#### Set task 1
Return the forum thread about getting the it87 module to load at boot, word for word.

#### Document text
** start **
I tried that module from the link and with that one it works. I have just to modprobe the module myself, as it is aparently not loaded automatically by udev. Thanks for confirmation. I was thinking too, that this should work out of the box, as kernel contains this module. But this workaround works.

----------

## wrc1944

Elleni,

Try putting  *Quote:*   

> modules_4_14_12_gentoo="it87"

  in your /etc/conf.d/modules file, and it should load at boot automatically.

Of course you will be using the particular kernel you are using. lsmod should confirm it was loaded. You can have as many kernels as you wish listed, but each will need its own module line.
** end **
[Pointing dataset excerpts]
** start **
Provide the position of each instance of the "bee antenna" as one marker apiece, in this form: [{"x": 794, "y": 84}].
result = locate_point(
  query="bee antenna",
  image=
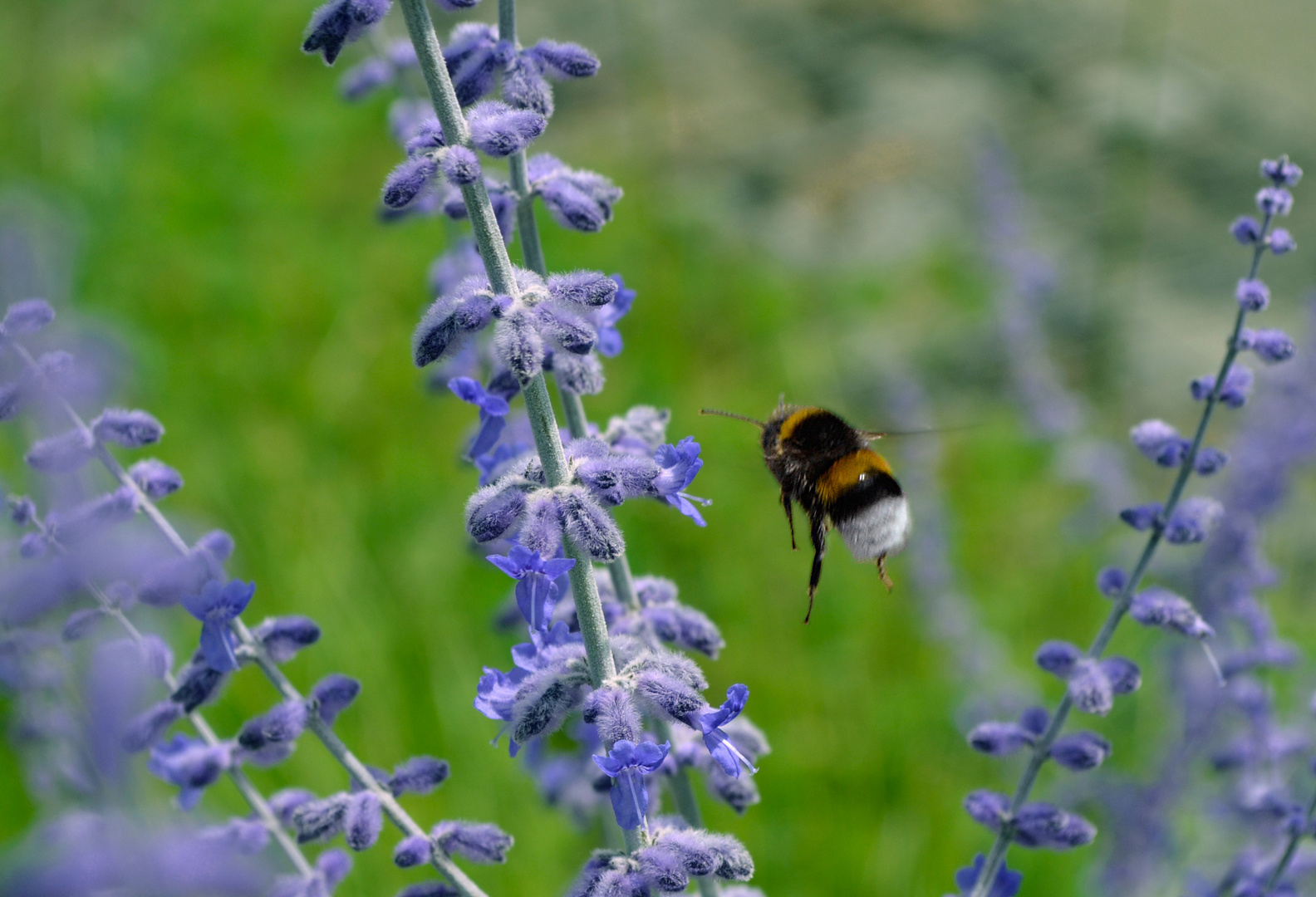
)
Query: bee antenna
[{"x": 739, "y": 417}]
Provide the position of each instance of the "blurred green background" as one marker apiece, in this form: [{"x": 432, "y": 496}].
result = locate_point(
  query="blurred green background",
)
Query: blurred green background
[{"x": 802, "y": 216}]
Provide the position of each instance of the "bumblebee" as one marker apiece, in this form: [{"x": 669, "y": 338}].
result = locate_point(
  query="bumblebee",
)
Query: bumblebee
[{"x": 828, "y": 468}]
** end **
#### Set task 2
Rewrite every line of the pointing listing as a Markdown table with the columns Row and Line, numbering the rows and skipping blank lines. Leave the pictures out.

#### Task response 1
I tried that module from the link and with that one it works. I have just to modprobe the module myself, as it is aparently not loaded automatically by udev. Thanks for confirmation. I was thinking too, that this should work out of the box, as kernel contains this module. But this workaround works.

----------

## wrc1944

Elleni,

Try putting  *Quote:*   

> modules_4_14_12_gentoo="it87"

  in your /etc/conf.d/modules file, and it should load at boot automatically.

Of course you will be using the particular kernel you are using. lsmod should confirm it was loaded. You can have as many kernels as you wish listed, but each will need its own module line.

#### Task response 2
| Row | Line |
|---|---|
| 1 | Provide the position of each instance of the "bee antenna" as one marker apiece, in this form: [{"x": 794, "y": 84}]. |
| 2 | result = locate_point( |
| 3 |   query="bee antenna", |
| 4 |   image= |
| 5 | ) |
| 6 | Query: bee antenna |
| 7 | [{"x": 739, "y": 417}] |
| 8 | Provide the position of each instance of the "blurred green background" as one marker apiece, in this form: [{"x": 432, "y": 496}]. |
| 9 | result = locate_point( |
| 10 |   query="blurred green background", |
| 11 | ) |
| 12 | Query: blurred green background |
| 13 | [{"x": 802, "y": 216}] |
| 14 | Provide the position of each instance of the "bumblebee" as one marker apiece, in this form: [{"x": 669, "y": 338}]. |
| 15 | result = locate_point( |
| 16 |   query="bumblebee", |
| 17 | ) |
| 18 | Query: bumblebee |
| 19 | [{"x": 828, "y": 468}] |